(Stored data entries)
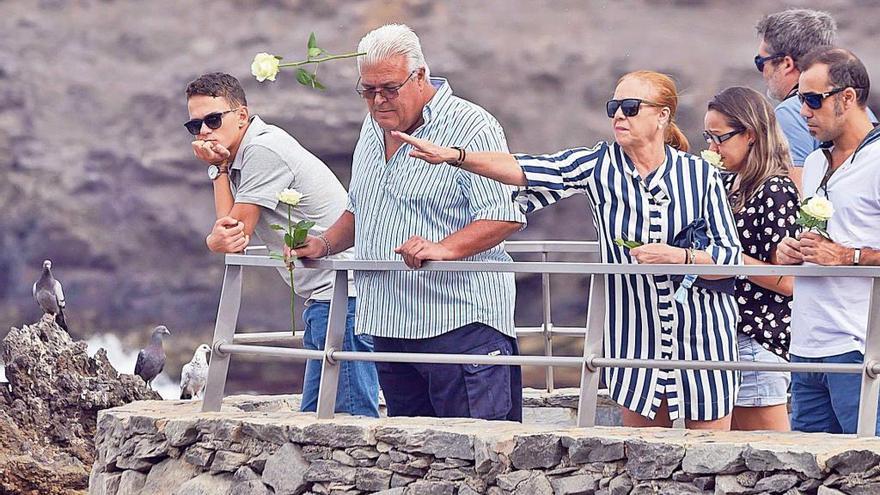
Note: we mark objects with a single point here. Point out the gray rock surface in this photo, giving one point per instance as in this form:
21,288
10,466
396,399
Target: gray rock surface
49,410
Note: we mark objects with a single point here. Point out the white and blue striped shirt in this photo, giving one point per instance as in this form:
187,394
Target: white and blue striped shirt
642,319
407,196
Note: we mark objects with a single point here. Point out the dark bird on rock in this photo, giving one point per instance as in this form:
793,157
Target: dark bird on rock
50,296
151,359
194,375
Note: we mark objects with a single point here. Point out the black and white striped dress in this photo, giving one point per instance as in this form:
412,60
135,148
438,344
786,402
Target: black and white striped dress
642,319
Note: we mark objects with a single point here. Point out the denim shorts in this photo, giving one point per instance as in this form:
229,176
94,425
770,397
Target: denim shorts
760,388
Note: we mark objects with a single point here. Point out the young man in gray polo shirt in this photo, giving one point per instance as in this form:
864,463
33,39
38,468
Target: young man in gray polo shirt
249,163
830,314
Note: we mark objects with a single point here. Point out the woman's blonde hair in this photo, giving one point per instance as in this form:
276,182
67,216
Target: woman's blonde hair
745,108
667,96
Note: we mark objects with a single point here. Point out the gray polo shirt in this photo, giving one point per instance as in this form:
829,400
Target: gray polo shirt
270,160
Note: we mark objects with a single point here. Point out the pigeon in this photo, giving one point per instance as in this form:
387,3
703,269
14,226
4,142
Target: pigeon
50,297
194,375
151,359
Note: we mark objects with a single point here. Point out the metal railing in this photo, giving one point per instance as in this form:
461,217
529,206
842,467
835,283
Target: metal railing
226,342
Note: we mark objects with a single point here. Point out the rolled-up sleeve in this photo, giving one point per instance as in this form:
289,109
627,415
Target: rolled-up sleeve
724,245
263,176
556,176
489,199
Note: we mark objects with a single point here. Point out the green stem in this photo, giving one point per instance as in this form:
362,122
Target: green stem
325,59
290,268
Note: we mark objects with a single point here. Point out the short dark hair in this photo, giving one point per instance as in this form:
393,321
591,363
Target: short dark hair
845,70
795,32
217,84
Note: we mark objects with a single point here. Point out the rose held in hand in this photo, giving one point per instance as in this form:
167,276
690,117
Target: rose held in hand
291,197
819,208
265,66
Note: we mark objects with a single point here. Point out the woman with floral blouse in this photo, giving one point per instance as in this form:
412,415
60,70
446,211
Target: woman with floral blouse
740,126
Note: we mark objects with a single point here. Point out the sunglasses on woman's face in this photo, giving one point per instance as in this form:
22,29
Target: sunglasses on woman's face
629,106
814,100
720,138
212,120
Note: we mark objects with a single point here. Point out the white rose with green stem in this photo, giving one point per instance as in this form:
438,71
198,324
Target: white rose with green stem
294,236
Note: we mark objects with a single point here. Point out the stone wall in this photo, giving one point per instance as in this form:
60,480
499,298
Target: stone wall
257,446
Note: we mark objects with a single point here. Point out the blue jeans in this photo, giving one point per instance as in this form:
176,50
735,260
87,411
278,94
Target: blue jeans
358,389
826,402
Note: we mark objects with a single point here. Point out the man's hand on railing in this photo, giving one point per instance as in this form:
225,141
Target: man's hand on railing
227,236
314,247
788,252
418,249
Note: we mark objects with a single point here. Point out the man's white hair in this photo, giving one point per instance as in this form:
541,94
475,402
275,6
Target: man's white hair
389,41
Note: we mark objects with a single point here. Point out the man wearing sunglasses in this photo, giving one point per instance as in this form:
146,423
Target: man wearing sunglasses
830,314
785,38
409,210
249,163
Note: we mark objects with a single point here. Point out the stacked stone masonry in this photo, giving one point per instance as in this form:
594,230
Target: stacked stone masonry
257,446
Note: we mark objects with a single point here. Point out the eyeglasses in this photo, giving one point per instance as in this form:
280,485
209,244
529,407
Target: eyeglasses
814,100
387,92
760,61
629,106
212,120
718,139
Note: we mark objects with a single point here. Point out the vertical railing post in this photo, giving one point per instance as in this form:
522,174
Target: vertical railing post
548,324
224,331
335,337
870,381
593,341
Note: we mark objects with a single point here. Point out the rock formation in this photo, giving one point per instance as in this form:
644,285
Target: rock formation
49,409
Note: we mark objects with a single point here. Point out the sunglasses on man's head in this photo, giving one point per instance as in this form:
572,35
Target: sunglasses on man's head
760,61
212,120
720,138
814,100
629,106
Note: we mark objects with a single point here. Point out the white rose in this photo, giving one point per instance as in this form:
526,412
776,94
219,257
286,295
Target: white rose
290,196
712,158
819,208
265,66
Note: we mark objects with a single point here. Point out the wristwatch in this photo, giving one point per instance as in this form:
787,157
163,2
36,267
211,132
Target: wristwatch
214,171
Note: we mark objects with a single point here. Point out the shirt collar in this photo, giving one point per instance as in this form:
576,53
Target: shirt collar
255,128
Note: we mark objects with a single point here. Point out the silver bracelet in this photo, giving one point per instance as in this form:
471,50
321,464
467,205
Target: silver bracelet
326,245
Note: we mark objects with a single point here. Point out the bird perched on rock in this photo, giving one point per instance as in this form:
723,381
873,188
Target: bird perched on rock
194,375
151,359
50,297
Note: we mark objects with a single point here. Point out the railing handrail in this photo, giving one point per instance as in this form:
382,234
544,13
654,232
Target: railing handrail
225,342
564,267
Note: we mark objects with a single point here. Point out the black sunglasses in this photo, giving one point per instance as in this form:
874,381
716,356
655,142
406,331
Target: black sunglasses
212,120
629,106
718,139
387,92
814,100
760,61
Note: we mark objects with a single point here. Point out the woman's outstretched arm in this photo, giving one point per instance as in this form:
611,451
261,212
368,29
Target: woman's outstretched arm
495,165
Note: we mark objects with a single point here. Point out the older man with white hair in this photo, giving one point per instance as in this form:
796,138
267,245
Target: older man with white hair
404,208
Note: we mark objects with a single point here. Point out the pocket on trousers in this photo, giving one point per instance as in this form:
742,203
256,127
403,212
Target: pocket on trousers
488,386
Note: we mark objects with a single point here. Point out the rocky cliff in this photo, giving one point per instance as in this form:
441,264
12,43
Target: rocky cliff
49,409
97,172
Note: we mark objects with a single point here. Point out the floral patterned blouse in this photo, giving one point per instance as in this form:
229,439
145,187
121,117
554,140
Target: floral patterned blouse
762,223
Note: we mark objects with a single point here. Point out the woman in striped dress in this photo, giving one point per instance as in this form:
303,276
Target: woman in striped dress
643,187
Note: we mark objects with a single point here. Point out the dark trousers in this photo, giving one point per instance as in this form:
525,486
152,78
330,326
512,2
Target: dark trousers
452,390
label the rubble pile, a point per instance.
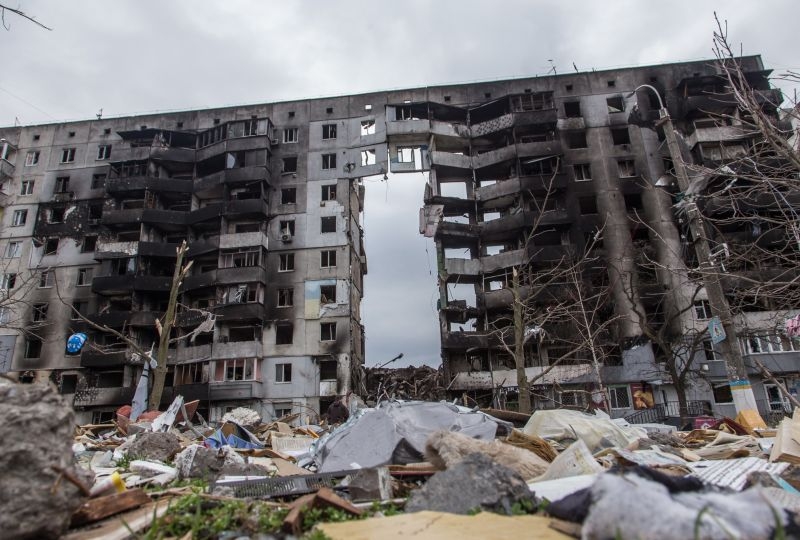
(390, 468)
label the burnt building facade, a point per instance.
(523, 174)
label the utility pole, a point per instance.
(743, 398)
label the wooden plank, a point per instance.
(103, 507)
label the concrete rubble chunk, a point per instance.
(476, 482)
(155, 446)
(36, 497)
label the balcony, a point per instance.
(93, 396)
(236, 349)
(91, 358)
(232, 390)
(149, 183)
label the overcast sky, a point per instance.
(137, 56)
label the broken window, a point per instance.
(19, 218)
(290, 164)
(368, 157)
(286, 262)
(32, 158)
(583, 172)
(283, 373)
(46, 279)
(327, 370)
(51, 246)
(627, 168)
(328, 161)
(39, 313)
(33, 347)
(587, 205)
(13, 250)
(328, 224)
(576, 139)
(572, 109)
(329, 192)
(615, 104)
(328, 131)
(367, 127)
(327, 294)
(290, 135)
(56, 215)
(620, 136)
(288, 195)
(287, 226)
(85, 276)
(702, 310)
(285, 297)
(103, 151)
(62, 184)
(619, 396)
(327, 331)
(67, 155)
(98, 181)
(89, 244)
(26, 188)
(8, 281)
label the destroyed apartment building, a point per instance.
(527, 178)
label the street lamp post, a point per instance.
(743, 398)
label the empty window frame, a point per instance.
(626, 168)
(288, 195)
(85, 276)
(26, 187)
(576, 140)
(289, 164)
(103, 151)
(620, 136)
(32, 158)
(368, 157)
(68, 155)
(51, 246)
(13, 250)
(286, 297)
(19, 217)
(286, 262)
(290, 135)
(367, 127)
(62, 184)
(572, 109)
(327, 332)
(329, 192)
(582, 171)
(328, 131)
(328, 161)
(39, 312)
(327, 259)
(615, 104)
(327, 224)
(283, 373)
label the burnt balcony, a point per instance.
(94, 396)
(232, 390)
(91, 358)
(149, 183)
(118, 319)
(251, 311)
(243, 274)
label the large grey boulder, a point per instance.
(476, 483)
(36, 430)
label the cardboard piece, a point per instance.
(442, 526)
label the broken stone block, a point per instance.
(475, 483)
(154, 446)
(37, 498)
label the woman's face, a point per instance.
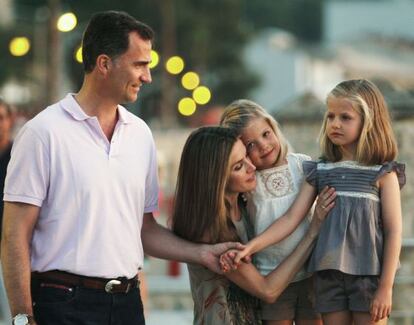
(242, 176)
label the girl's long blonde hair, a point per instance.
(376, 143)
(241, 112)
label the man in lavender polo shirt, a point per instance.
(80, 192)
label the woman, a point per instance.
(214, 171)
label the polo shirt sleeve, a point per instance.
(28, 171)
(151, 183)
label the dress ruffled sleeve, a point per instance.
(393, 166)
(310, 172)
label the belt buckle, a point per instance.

» **Task objective**
Begin with the line that has "label the street" and continue to the last line of the entries, printing each line exactly and nothing else; include both ends and skip the pictures.

» **Written answer**
label the street lamp post, a point per instance.
(743, 398)
label the empty window frame, a point per instance.
(626, 168)
(288, 195)
(85, 276)
(26, 187)
(576, 140)
(289, 164)
(103, 151)
(620, 136)
(32, 158)
(368, 157)
(68, 155)
(51, 246)
(13, 250)
(286, 297)
(19, 217)
(286, 262)
(290, 135)
(367, 127)
(62, 184)
(572, 109)
(327, 332)
(329, 192)
(582, 171)
(328, 131)
(328, 161)
(39, 312)
(327, 259)
(615, 104)
(327, 224)
(283, 373)
label the burnt balcony, a point per instance.
(94, 396)
(232, 390)
(91, 358)
(149, 183)
(118, 319)
(251, 311)
(243, 274)
label the large grey boulder, a point per instance.
(476, 483)
(36, 430)
label the cardboard piece, a point per instance.
(442, 526)
label the broken stone block, a point per instance.
(475, 483)
(154, 446)
(37, 498)
label the woman's face, a point per instance.
(242, 176)
label the girl's long blonde hair, a point per instance.
(376, 143)
(241, 112)
label the man in lavender polo shirt, a point per instance.
(80, 192)
label the woman, a point per instance.
(214, 171)
label the polo shirt sleeve, a point per instance.
(28, 171)
(151, 183)
label the dress ruffled sleeve, a point per instance.
(393, 166)
(310, 172)
label the belt buckle, a point per instance.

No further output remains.